__Assignment__:
Give back every entry, copied exactly.

__Supplied records__:
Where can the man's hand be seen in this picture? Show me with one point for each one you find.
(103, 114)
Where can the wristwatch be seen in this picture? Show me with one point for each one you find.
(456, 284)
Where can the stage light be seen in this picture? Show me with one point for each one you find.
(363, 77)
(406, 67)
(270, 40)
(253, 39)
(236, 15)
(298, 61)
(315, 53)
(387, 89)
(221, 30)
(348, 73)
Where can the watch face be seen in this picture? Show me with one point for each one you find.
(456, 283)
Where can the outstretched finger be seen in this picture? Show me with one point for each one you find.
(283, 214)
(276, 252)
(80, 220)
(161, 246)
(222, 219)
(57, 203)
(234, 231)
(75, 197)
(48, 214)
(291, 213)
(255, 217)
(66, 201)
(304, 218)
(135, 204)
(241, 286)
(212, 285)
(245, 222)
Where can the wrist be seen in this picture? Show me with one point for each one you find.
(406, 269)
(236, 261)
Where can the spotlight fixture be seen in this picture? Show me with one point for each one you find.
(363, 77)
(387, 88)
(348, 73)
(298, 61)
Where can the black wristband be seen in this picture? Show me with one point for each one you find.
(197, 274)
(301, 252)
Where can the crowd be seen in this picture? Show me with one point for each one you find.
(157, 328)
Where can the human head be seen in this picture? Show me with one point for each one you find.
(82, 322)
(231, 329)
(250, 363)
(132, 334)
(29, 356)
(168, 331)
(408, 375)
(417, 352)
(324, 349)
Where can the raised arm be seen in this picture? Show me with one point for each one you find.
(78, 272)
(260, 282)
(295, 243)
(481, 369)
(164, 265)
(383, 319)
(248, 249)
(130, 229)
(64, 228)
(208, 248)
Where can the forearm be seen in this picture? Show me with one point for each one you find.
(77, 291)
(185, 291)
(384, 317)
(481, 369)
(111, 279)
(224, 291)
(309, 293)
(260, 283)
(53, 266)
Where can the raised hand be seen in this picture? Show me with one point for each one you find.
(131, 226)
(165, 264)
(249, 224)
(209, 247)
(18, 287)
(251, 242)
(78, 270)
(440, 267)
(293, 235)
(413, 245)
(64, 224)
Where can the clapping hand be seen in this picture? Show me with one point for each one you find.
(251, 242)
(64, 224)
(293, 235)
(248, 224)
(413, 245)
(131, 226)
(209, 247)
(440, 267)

__Response__:
Where can the man's hand be seen in this picture? Show me with one point for each one you find.
(103, 114)
Where can the wristwatch be seen in this picture? Show me with one point for each one you find.
(456, 284)
Where can the stage light be seen in this picture? Show me with one point for each one you find.
(363, 77)
(406, 67)
(270, 40)
(253, 39)
(236, 15)
(298, 61)
(315, 53)
(387, 89)
(221, 30)
(348, 73)
Where can the watch face be seen in this picture? Show me with one point for each one you find.
(456, 283)
Where can the outstretched finger be seen in this picture? Show me with one point for each one you find.
(283, 214)
(276, 252)
(80, 220)
(161, 246)
(222, 219)
(57, 203)
(234, 231)
(75, 197)
(48, 214)
(291, 213)
(255, 217)
(66, 201)
(304, 218)
(135, 204)
(241, 286)
(212, 285)
(245, 222)
Where can the wrist be seen in this picture? Show me with one point for each one you find.
(406, 269)
(236, 261)
Where can the spotlight fixture be seen in this picture? Show me with one point for each one you find.
(363, 77)
(387, 88)
(348, 73)
(298, 61)
Where can the black wristband be seen in this picture? Show me with one point for each one you find.
(197, 274)
(301, 252)
Where can the crowd be seen in this picture? Show me with one point for each one you find.
(157, 328)
Where can the human head be seen in this picture? Show me with one point for each one you find.
(82, 322)
(231, 329)
(250, 363)
(132, 334)
(29, 356)
(168, 331)
(408, 375)
(417, 352)
(324, 349)
Where can the raised arm be seen in this picture? Show me with one point for each one you find.
(78, 272)
(260, 282)
(295, 243)
(481, 369)
(164, 265)
(383, 319)
(248, 249)
(130, 229)
(64, 228)
(208, 248)
Where can the forearm be seen in this picture? Show me with one point for each one you find.
(77, 291)
(185, 291)
(384, 317)
(481, 369)
(111, 279)
(224, 291)
(309, 293)
(260, 283)
(53, 266)
Where can the raised hand be seen in this picture? Show me with one point for each one you find.
(131, 226)
(165, 264)
(249, 224)
(209, 247)
(18, 287)
(251, 242)
(78, 270)
(440, 267)
(293, 235)
(413, 245)
(64, 224)
Where can the clapping hand be seen in this picture? Show me with one point for each one you find.
(251, 242)
(64, 224)
(293, 235)
(248, 224)
(413, 245)
(131, 226)
(209, 247)
(440, 267)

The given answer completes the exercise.